Few things will irritate someone with firearms training faster than mixing these terms up.

Rifles: The term actually refers to two separate things. Rifling are mildly spiraling lands and grooves cut into the barrel of a gun. This prevents the bullet from tumbling once it leaves the barrel, and massively improves accuracy. Rifles originally referred to any firearm that featured a rifled barrel. However, the term is no longer inclusive, because handguns and other non-rifles include rifled barrels.

Handgun: A smaller version of a firearm that can be operated with one hand. This term is inclusive of several different varieties of firearm. It should be noted: you should not use a handgun one handed, but it is possible.

Pistol: This refers to nearly every handgun, except revolvers.

Revolver: A firearm that rotates to feed rounds into the chamber. Most often this refers to handguns, though some grenade launchers also use a revolver design. Revolver rifles, carbines, and shotguns exist, but are rare. There is a small gap between the cylinder and the barrel, which tends to vent burning powder when fired, which makes revolvers with a fore grip unpleasant to use. That is to say, they’ll try to set your shirt or arm on fire.

Shotgun: This refers to a weapon designed to handle unusually large cartridges, holding multiple projectiles. These are frequently smooth-bore (see below), but rifled shotguns do exist. In modern combat, shotguns are more characterized by their ability to accept a wide variety of projectiles to accommodate different situations. Shotguns can be loaded with everything from water (disruptor shells), to grenades (FRAG-12s).

Smooth-Bore: A barrel without any rifling. Most common with shotguns. This favors projectiles that will somehow self stabilize (such as flechette darts, yes, it’s another shotgun shell variety), or fire multiple simultaneous projectiles (such as a shotgun).

Single Shot: This refers to a weapon that can be fired once, and then must be reloaded. This includes muskets and some shotguns.

Semi-Automatic: A non-revolver firearm that will fire a round with each pull of the trigger until the magazine is depleted. Critically, the weapon must do this automatically as a result of firing. If a weapon needs to be manually cycled, such as a bolt or lever action, it is a repeater, and not semi-automatic. In any case where “automatic” is paired with another word, it can be abbreviated as “auto.”

==============================

_WORK ORDER_:
List every term that the firearm terminology text defines, in the order it gives them. The records that come next have no connection to the firearm terminology text.

==============================

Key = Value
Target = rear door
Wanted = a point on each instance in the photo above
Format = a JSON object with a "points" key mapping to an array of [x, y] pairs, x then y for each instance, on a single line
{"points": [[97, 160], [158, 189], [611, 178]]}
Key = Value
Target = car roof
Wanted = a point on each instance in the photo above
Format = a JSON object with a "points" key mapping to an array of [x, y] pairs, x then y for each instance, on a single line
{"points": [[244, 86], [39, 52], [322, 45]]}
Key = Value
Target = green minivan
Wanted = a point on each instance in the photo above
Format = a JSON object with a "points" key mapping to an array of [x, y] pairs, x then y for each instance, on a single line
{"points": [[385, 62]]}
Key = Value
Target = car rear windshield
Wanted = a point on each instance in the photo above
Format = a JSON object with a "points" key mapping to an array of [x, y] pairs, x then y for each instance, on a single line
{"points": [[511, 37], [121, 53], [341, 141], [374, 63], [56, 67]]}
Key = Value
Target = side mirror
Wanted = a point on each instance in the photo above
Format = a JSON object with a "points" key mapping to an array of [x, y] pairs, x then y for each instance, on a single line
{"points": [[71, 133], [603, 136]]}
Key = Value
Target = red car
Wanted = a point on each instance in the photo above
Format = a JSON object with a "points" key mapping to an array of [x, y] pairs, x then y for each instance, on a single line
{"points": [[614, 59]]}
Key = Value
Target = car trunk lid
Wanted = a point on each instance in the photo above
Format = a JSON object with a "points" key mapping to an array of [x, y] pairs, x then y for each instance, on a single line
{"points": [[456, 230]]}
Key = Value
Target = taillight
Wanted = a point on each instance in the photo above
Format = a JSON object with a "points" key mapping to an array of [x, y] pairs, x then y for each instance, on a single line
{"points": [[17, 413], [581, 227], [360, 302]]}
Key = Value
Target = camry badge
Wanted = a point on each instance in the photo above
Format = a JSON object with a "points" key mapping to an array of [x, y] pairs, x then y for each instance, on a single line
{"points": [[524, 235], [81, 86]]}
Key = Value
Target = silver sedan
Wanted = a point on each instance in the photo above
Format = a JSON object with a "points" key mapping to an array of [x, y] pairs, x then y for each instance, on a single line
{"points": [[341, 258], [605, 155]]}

==============================

_SOLUTION TO THIS EXERCISE_:
Rifles, Handgun, Pistol, Revolver, Shotgun, Smooth-Bore, Single Shot, Semi-Automatic